_PARTS OF THE EXERCISE_
1. According to the Opération Fourmis notebook, how many tubes reported their coordinates in decimal degrees?
2. Write the next part of the notebook on Opération Fourmis coordinate precision, starting after its final line.

_DOCUMENT EXTRACT_
This notebook explores the Opération Fourmis public inventory data and summarises it across a few different potential variables of interest.


Overview

The coordinates associated with the public inventory data are probably approximately accurate overall. My concern is that even relatively minor inaccuracies in the coordinates will cause a lot of misalignment between the local GIS layers and where the ants were actually collected. Even with ideal location recording methods and conditions, the GPS on devices like smartphones typically have a precision of about ± 5m. Before assigning habitat or land use categories to the collections, we need to know how reliable that is as a method, and constrain the questions and analyses accordingly.


Locational precision

GEOPRECISION: Coordinate source

One concern with extracting local variables like habitat, land use, distance from the nearest road, or distance from the nearest building is that that requires a lot of confidence in the latitude and longitude associated with the point locations. The column GEOPRECISION indicates whether the location was extrapolated, corrected, or measured (or some combination).

Summary of geoprecision categorizations.
GEOPRECISION Tubes Percent Percent (non-NA)
mesuré 6159 89.5% 89.6%
extrapolé 624 9.1% 9.1%
extrapolé/corrigé 44 0.6% 0.6%
extrapolé mauvais 17 0.2% 0.2%
NA 12 0.2% -
mesuré/corrigé 11 0.2% 0.2%
extrapolé (base tube précédent) 6 0.1% 0.1%
extrapolé (église par défaut) 5 0.1% 0.1%
extrapolé (gare par défaut) 4 0.1% 0.1%
extrapolé/corrigé (église par défaut) 1 0.0% 0.0%

The coordinates were mostly measured directly by the collector, and only a small proportion were extrapolated badly. In theory, we could assume that mesuré, extrapolé, extrapolé/corrigé, and mesuré/corrigé indicate that the coordinates can be used directly.

Digits reported in decimal degrees

The number of reported digits is an estimate of precision for coordinates reported in decimal degrees, but not for the Swiss coordinate system which reports 6 digits no matter what. For latitude and longitude at the equator, an arc-degree corresponds with about 111km. At a longitude of 46ºN, an arc-degree is 76.5km.

Decimals Precision (Lat.) Precision (Lon.)
1 ± 5500 m ± 3825 m
2 ± 555 m ± 383 m
3 ± 55.5 m ± 38.3 m
4 ± 5.55 m ± 3.83 m
5 ± 0.555 m ± 0.383 m
6 ± 0.0555 m ± 0.0383 m

The reported digits can be used to set a minimum bound if, e.g., only 2 digits are reported, but typically devices will report many digits even if they are not justified. There were 3945 tubes (57.3%) reporting the coordinates in decimal degrees, with the rest using the 6-digit Swiss coordinates and no estimate of precision. The decimal degree coordinates include 686 tubes with coordinates extrapolated based on the reported locality. The reliability of the extrapolated coordinates for extracting local variables like habitat or land use type rely on a clear description of the habitat by the collector.

Lat/Lon decimal accuracy (joint coarsest).

_ENTRIES_

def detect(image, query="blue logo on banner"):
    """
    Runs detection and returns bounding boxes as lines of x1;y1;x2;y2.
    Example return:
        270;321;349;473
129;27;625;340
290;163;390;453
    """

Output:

_ANSWERS TO THE EXERCISE_
1. 3945 tubes (57.3%)

2.
Decimals Tubes Percent
1 1 0.0%
2 52 1.3%
3 165 4.2%
4 670 17.0%
5 669 17.0%
6 1226 31.1%
7 229 5.8%
8 933 23.7%

Typically, smartphones are accurate under good conditions to about 5m in radius, with worse performance around buildings, bridges, trees, etc. It therefore seems likely that coordinates with >5 decimal places are overestimating precision. More importantly, the 5.5% of locations with fewer than 4 should not be taken as-is with a high degree of confidence. Again, this metric isn’t possible with the locations recorded with the Swiss coordinate system (2938 tubes: 43%), but it seems reasonable that the distribution of precision would be roughly similar.

Filtering

For extracting local conditions based on point locations, it seems reasonable to buffer all points with 5-10m, with the local habitat or land use type assigned as the dominant category within the buffer. The buffer should not affect distance to nearest road, aside from reducing most distances by a uniform amount and reducing points with distances less than the buffer radius to 0m.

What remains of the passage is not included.